**Instruction:** Find each line in the material below that contains the word "pergola", and copy those lines out.

Boundary annotation records:
-- Begin --

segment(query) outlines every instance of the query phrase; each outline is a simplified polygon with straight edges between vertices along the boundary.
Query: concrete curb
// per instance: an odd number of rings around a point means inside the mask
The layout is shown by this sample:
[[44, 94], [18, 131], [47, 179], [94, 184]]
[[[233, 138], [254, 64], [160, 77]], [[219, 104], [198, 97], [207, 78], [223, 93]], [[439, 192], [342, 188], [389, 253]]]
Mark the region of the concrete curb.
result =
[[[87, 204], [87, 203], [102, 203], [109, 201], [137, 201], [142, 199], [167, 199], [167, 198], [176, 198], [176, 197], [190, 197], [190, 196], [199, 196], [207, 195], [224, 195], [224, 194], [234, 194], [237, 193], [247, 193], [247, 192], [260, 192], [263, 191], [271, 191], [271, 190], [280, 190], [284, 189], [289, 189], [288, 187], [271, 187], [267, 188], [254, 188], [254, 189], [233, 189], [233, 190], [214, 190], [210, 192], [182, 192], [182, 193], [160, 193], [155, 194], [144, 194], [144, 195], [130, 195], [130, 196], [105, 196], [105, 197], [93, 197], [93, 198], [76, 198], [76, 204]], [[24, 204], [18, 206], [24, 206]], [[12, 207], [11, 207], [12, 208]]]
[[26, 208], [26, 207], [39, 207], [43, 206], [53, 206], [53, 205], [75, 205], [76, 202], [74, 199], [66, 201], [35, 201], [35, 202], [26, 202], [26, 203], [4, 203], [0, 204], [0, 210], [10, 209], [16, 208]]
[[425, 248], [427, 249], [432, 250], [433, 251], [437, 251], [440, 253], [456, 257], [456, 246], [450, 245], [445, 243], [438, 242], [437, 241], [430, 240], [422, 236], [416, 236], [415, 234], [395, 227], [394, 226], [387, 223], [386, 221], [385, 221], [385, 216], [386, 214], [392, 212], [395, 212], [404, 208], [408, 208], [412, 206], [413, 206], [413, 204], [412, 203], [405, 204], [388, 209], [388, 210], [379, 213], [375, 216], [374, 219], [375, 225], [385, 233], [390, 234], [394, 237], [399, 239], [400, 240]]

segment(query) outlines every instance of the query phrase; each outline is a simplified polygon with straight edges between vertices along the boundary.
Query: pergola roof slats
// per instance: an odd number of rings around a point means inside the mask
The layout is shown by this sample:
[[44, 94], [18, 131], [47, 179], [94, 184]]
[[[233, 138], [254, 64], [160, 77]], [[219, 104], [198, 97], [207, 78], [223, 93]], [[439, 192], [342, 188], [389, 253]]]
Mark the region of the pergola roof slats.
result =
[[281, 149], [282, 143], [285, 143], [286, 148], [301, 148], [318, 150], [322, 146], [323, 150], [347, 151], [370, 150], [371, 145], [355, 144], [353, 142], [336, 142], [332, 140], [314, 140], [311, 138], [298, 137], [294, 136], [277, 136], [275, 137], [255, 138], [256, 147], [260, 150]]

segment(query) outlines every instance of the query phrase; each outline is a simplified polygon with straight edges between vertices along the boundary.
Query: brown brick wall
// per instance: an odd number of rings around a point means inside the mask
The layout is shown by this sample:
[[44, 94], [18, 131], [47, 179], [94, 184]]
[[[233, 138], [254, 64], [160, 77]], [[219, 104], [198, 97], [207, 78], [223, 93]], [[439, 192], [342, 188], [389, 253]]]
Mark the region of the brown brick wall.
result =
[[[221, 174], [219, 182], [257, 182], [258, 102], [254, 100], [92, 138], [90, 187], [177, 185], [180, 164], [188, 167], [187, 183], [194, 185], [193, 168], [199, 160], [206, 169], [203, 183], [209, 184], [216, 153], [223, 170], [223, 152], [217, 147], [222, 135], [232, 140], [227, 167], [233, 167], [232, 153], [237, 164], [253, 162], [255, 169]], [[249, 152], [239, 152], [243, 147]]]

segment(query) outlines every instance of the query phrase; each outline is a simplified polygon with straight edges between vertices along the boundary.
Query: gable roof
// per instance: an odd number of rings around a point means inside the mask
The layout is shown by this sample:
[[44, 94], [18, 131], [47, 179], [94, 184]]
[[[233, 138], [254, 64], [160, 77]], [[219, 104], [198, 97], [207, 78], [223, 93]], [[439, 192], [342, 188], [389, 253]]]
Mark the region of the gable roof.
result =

-- End --

**Exercise solution:**
Query: pergola roof slats
Mark the region of the pergola roof slats.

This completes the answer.